▶ **Aim**:
List every line of the material below that contains the string "road", copying each one in full. Case counts.
◇ ◇ ◇ ◇ ◇
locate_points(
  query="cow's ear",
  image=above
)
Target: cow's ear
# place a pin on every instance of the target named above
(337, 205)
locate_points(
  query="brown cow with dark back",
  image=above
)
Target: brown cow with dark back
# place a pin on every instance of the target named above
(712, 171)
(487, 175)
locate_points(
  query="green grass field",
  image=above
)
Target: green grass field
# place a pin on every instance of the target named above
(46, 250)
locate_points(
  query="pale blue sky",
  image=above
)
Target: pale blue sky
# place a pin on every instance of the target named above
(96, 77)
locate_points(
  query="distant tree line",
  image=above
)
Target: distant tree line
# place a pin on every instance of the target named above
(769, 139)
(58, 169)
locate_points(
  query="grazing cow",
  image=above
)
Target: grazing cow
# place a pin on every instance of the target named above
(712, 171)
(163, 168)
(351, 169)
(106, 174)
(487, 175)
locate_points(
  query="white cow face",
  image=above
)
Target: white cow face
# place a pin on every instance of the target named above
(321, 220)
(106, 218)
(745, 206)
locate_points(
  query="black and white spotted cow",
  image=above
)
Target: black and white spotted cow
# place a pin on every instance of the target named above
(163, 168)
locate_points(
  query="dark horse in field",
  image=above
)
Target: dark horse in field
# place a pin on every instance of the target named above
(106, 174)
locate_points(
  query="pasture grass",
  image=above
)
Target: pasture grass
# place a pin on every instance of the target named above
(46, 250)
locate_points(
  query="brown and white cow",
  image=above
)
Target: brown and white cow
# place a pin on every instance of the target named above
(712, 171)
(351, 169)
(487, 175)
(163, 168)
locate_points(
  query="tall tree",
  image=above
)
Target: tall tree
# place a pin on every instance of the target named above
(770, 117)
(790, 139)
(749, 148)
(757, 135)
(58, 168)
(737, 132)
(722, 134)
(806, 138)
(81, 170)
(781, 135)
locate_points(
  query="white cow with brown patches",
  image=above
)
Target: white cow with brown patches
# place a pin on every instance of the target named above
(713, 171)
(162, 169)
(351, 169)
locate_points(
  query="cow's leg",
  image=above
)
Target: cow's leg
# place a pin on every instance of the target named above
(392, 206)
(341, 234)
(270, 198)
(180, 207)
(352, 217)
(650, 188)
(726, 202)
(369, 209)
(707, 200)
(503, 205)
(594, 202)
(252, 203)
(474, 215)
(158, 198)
◇ ◇ ◇ ◇ ◇
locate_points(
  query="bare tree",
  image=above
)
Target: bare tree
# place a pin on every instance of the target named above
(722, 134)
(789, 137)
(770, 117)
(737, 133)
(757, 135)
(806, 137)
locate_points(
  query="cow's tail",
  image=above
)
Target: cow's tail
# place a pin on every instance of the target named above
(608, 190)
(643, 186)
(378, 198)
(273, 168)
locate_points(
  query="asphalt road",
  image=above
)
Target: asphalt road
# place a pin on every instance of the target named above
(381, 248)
◇ ◇ ◇ ◇ ◇
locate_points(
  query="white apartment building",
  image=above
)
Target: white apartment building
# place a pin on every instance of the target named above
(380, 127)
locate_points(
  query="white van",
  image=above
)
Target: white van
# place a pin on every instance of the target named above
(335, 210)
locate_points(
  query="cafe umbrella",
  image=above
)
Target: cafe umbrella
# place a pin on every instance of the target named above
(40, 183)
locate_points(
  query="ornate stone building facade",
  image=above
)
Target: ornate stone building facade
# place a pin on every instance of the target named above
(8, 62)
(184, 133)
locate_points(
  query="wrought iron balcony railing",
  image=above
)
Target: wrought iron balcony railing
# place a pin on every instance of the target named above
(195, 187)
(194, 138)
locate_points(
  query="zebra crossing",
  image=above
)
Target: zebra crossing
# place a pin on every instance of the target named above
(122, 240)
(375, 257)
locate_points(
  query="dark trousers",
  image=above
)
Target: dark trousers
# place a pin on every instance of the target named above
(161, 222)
◇ ◇ ◇ ◇ ◇
▶ **Correct response**:
  query="asphalt road",
Target: asphalt road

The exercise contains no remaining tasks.